**Task to complete**
Reprint each record exactly. Pictures are not reprinted.

*** Begin section ***

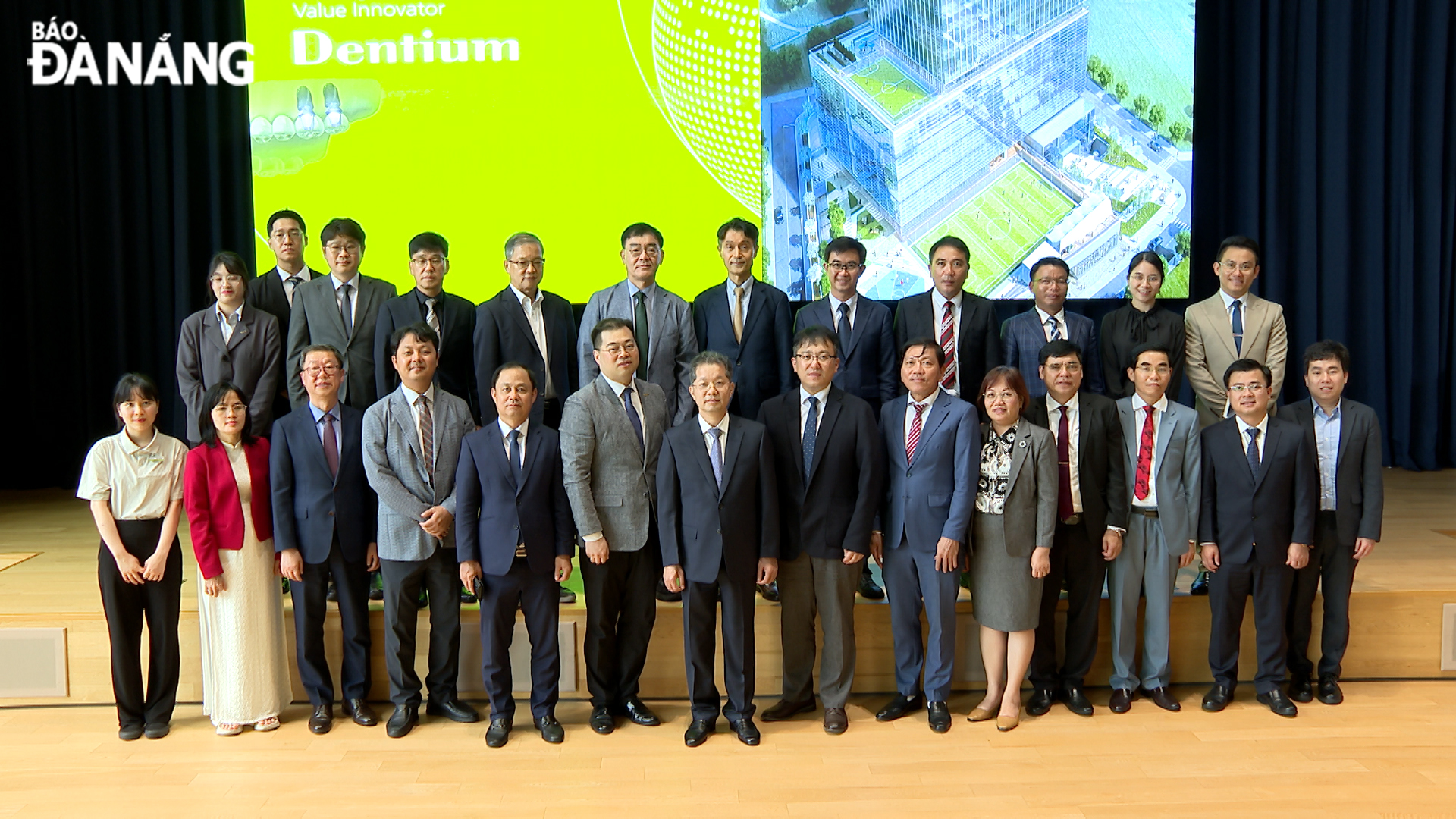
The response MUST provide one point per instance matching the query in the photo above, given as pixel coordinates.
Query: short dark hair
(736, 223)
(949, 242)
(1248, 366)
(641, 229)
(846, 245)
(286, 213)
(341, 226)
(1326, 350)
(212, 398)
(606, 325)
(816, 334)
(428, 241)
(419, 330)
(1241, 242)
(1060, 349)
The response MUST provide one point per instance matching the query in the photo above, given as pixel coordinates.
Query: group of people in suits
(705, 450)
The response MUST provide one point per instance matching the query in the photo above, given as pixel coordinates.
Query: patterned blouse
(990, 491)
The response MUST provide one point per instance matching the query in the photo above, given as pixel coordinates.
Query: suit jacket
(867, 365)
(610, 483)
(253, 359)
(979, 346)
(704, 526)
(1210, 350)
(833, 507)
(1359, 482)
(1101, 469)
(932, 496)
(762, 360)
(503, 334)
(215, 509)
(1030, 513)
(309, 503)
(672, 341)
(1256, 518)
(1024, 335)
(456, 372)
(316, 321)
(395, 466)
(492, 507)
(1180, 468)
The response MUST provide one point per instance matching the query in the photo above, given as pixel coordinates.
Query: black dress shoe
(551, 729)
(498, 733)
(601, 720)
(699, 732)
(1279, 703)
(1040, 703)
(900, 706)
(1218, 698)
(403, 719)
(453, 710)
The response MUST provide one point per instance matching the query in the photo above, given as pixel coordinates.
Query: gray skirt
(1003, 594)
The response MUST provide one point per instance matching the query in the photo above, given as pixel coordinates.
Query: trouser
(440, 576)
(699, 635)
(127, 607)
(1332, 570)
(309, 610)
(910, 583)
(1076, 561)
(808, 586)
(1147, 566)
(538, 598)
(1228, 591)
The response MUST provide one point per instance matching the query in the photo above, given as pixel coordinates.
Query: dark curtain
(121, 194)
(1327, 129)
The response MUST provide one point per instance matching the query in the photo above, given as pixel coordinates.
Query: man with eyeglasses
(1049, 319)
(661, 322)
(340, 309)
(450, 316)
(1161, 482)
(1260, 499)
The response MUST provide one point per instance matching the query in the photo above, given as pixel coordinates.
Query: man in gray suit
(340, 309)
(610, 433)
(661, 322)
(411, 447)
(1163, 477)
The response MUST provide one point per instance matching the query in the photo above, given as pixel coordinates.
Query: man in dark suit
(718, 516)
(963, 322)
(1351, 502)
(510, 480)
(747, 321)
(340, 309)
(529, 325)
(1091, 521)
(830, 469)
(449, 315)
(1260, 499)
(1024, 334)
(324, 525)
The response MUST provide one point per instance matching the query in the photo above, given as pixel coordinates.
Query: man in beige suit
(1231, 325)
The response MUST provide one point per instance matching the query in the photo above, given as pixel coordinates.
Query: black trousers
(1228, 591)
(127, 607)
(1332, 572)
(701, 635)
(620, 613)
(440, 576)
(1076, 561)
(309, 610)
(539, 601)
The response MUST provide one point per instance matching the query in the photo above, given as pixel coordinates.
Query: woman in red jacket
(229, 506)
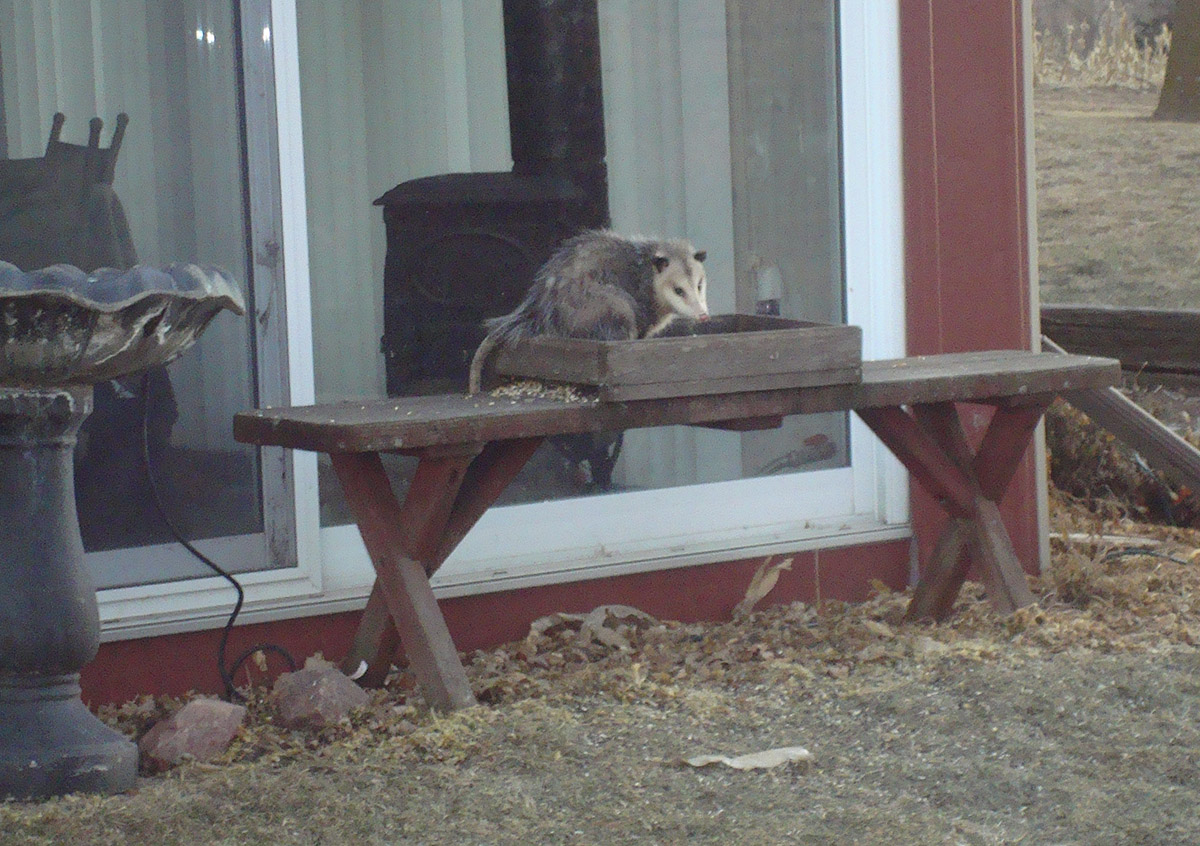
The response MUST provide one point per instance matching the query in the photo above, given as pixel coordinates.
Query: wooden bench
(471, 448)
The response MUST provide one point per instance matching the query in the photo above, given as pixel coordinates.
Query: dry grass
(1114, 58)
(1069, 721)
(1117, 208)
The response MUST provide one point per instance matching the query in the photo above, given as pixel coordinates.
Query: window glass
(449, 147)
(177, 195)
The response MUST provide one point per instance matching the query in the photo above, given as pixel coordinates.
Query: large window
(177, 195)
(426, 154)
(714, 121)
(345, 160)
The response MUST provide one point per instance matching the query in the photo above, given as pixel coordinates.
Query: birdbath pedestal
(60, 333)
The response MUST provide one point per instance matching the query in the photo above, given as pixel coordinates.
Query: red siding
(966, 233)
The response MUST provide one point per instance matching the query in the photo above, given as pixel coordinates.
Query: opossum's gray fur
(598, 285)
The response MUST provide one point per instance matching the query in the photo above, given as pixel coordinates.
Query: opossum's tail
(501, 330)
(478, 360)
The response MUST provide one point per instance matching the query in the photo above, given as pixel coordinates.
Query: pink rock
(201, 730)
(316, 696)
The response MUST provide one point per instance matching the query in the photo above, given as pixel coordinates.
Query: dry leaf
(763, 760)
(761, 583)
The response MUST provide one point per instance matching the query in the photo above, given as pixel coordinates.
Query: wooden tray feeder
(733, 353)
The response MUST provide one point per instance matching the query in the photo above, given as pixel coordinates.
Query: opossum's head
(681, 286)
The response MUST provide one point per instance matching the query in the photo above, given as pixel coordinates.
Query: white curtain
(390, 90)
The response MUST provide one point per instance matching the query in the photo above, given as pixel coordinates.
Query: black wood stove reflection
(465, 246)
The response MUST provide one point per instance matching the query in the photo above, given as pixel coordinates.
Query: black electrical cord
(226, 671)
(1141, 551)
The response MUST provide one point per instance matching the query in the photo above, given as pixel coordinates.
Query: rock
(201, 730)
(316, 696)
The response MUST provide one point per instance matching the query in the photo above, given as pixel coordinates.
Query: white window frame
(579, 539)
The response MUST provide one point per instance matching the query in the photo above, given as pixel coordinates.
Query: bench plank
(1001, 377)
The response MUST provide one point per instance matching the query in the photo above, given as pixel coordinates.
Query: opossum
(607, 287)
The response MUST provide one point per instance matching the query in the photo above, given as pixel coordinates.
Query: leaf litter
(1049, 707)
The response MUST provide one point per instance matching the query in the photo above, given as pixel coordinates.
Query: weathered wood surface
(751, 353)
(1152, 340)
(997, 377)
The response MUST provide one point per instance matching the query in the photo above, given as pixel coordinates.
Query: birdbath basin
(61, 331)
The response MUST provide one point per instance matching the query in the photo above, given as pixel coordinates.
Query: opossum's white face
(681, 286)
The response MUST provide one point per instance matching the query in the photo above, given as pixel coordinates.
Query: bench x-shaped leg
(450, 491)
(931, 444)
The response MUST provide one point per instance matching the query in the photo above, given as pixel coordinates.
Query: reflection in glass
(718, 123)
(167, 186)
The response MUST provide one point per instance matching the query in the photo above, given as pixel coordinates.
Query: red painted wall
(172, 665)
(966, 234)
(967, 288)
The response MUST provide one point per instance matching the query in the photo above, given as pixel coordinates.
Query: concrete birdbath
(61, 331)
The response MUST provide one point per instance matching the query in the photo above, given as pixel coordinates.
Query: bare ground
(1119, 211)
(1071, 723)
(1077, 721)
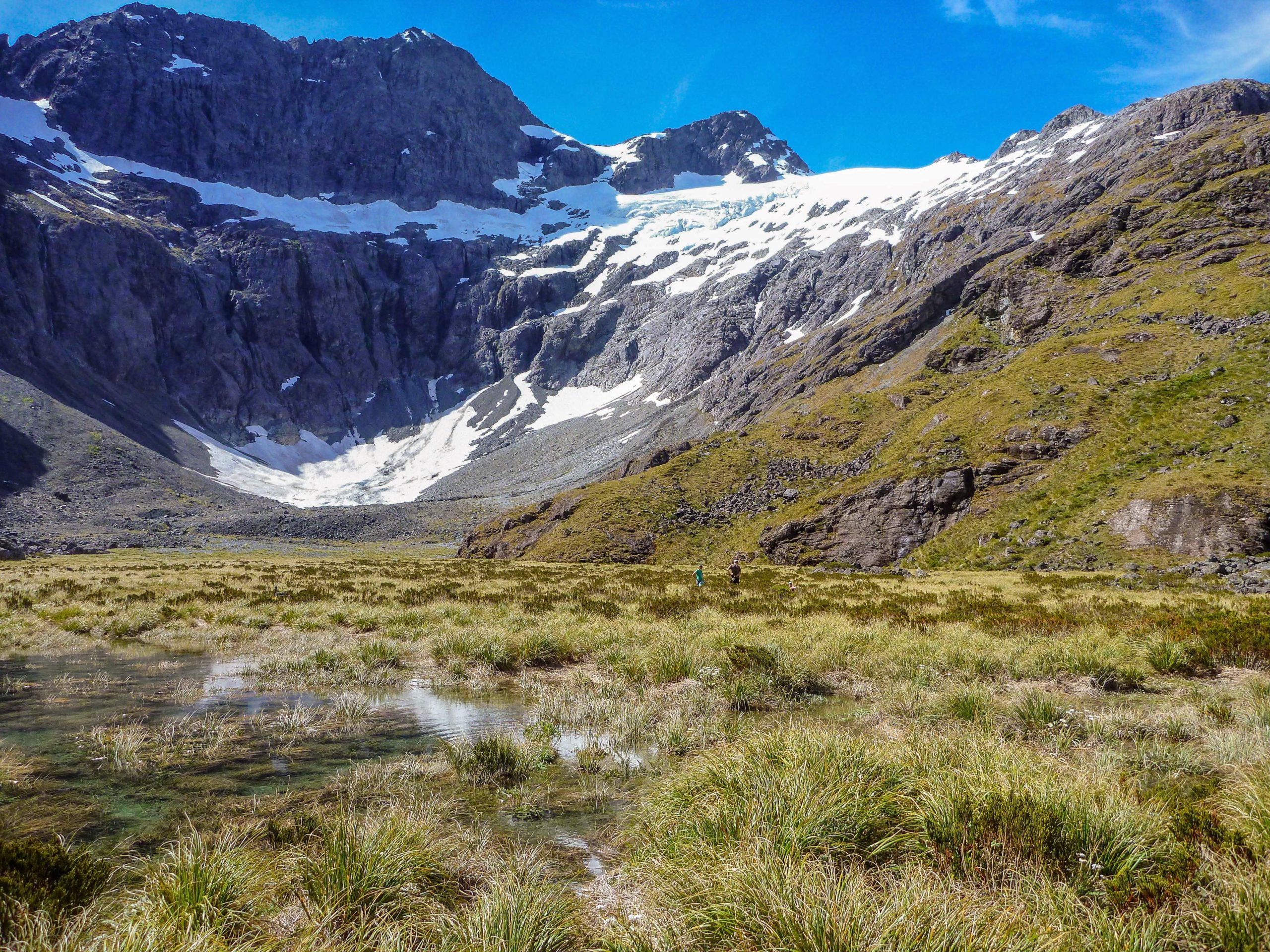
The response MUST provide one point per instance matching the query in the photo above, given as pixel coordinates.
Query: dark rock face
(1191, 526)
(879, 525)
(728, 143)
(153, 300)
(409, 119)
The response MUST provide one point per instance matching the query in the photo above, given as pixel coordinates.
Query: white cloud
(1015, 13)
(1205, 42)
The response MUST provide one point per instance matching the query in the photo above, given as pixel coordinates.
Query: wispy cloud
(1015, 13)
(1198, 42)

*** End section ***

**Written response**
The response MUST provide one point per instance matching the query in the photo above, given as pixel coordinates.
Query: short dark hair
(736, 223)
(949, 242)
(1248, 366)
(641, 229)
(846, 245)
(286, 213)
(341, 226)
(1326, 350)
(212, 398)
(606, 325)
(816, 334)
(428, 241)
(419, 330)
(1241, 242)
(1060, 349)
The response MUST provide one point per instance matching the query in the photo above, given as pixel coordinates.
Query: group of people in suits
(705, 450)
The response MUST provide one point per instance matching the query in the photo above, given as pixel coordinates.
Query: patterned blouse
(990, 491)
The response MUST provide one point per instance matching the query in the photo above, given as pixel coordinates.
Query: suit jacket
(867, 365)
(610, 483)
(253, 359)
(979, 346)
(704, 526)
(1210, 350)
(833, 507)
(1359, 482)
(1101, 469)
(932, 496)
(762, 360)
(503, 334)
(215, 509)
(1030, 513)
(309, 503)
(672, 341)
(1256, 518)
(1024, 335)
(456, 372)
(316, 321)
(395, 466)
(492, 507)
(1180, 468)
The response MUST provide one point per instance matching the query in the photo above, given as pixel coordinates.
Query: black dress shoe
(551, 729)
(498, 733)
(601, 720)
(699, 732)
(1279, 703)
(1040, 703)
(900, 706)
(1218, 698)
(403, 719)
(453, 710)
The response MUST provide one point per instance matching the query in the photo above, given as pixel coordinates.
Query: gray skirt
(1003, 594)
The response MUST provide one point per instance matching the query in the photo above, given as pixel coordinates.
Query: trouser
(440, 576)
(699, 635)
(127, 607)
(1332, 570)
(309, 610)
(910, 583)
(1076, 561)
(808, 586)
(1147, 566)
(538, 598)
(1228, 591)
The response MUST provide one point per instance matching the query in the photo above, given as pixel coordinates.
Query: dark curtain
(121, 194)
(1327, 129)
The response MUST provide one point per instance matching the query in the photo above, given as pixel coordinates.
Query: man with eyeglasses
(1049, 319)
(661, 322)
(340, 309)
(450, 316)
(1161, 482)
(1260, 499)
The response MUST provide one point per instance matching the query in the photo above, given as pixel coordinates.
Query: man in gray suit
(340, 309)
(610, 433)
(661, 322)
(411, 447)
(1163, 477)
The response MUST provide one point per instance matching the query in the photo above, given as pixel coordinates.
Query: man in dark suit
(718, 516)
(963, 322)
(1351, 502)
(510, 480)
(747, 321)
(340, 309)
(529, 325)
(1091, 521)
(830, 469)
(449, 315)
(1260, 499)
(1024, 334)
(324, 525)
The response MUST provide one point per instance matching the query in the photo above, given as pixel coordinates.
Query: man in beige suit
(1231, 325)
The response MUST provide one point per instance matching the query in the photo above, given as pixel coordinates.
Query: black trousers
(1228, 591)
(127, 607)
(1332, 572)
(701, 635)
(620, 613)
(440, 576)
(1076, 561)
(309, 610)
(539, 601)
The response MUST provide one point per instance matching the query in the photo above, given as pixel coordinates.
Query: woman in red jacket
(229, 506)
The response MUST provide one point per instance matching the query in the photo above, given as pixel coordinates.
Query: wooden bench
(471, 448)
The response MUST provide one point per instance matching the query in the photo above, given as pixel coordinates.
Query: dry grass
(1114, 58)
(1069, 721)
(1117, 208)
The response MUST provide one point per instance matching the query in the photo above, given as pixel coordinates.
Query: window glass
(449, 147)
(177, 195)
The response MUST provide one point per instance matching the query in the photo above, given as pixel coordinates.
Query: large window
(177, 195)
(426, 154)
(714, 121)
(345, 160)
The response MUST provide one point per instance matching the query in the photo above, given as pixel coordinates.
Query: birdbath pedestal
(60, 333)
The response MUST provide one point per instance matching the query in the photo above, given as pixel coordinates.
Query: red siding
(966, 233)
The response MUST provide one point per instance matching the query in the photo above, given as pixel coordinates.
Query: opossum's gray fur
(598, 285)
The response MUST provide one point per instance matching the query in the photo above, given as pixel coordinates.
Query: opossum's tail
(501, 330)
(478, 360)
The response MUST provide one point per instance matching the query in the photo above, given as pixel coordinates.
Query: pink rock
(201, 730)
(316, 696)
The response MUST provide one point per instance matching the query in the photo above, given as pixel coordinates.
Query: dry leaf
(763, 760)
(761, 583)
The response MUST provide one point per instance matching the query in the photo above, given as pixel coordinates.
Query: wooden tray feeder
(733, 353)
The response MUST provide one point per instance matching the query in the photo above, given as pixel coordinates.
Query: opossum's head
(681, 286)
The response MUST provide one point per instance matching the query in the photo above, given as pixel coordinates.
Query: white curtain
(390, 90)
The response MUST provide one point per instance matching the query in the photo above, given as pixel coordinates.
Query: black wood stove reflection
(465, 246)
The response MUST provide one point per instance matching the query in the photo above, given as pixel coordinates.
Query: black electrical cord
(226, 671)
(1141, 551)
The response MUST provide one point per instance matching the query in the photo above, given as pixel coordinates.
Query: rock
(201, 730)
(316, 696)
The response MUST provide one point per instance matching the query in the photo above, given as pixel coordinates.
Query: white window frame
(579, 539)
The response MUST provide one point per instance matching the query in the photo above, given as pixel coordinates.
Query: bench plank
(1001, 377)
The response MUST provide one point per instance matching the query in the photo above, given as pixel coordinates.
Query: opossum
(607, 287)
The response MUST provide one point per instance matching the query in the photo above, given as pixel coordinates.
Query: leaf litter
(1049, 707)
The response MUST provide one point per instance matching the query in the photo above, given as pixel coordinates.
Query: weathered wood surface
(751, 353)
(1152, 340)
(997, 377)
The response MUST provide one point per instance matching the query in the photo above, given as pixel coordinates.
Query: birdbath basin
(61, 331)
The response MUST provide one point per instance matching the query in the photo above, given as pixel coordinates.
Query: opossum's white face
(681, 286)
The response MUST provide one point per instance matching the query in the photo above, given as pixel coordinates.
Query: bench x-shaped leg
(450, 491)
(931, 444)
The response MUST provide one point per instance matching the query in the photo above, given as pixel coordinates.
Query: reflection in glass
(718, 123)
(167, 186)
The response MUST provide one point per instance matching the query in the photo above, given as pixel coordinates.
Query: red painted wall
(172, 665)
(966, 234)
(967, 288)
The response MUST provide one point per instance matching the query in the photo above, given as pixel coordinates.
Query: concrete birdbath
(61, 331)
The response MUST provide one point per instance matching the query in the photo above, given as pixel coordinates.
Query: bare ground
(1119, 211)
(1071, 723)
(1077, 721)
The response MUST provide one point per instance matching the query in the photo above, given as pixel coordinates.
Query: dark rock face
(1191, 526)
(879, 525)
(728, 143)
(153, 300)
(409, 119)
The response MUST provide one point per instance matching the query in the photo above, given as pixel coordinates.
Query: white cloud
(1015, 13)
(1205, 42)
The response MUST provide one point per instance matching the query in the photo above, given as pixel coordinates.
Query: wispy cloud
(1015, 13)
(1198, 42)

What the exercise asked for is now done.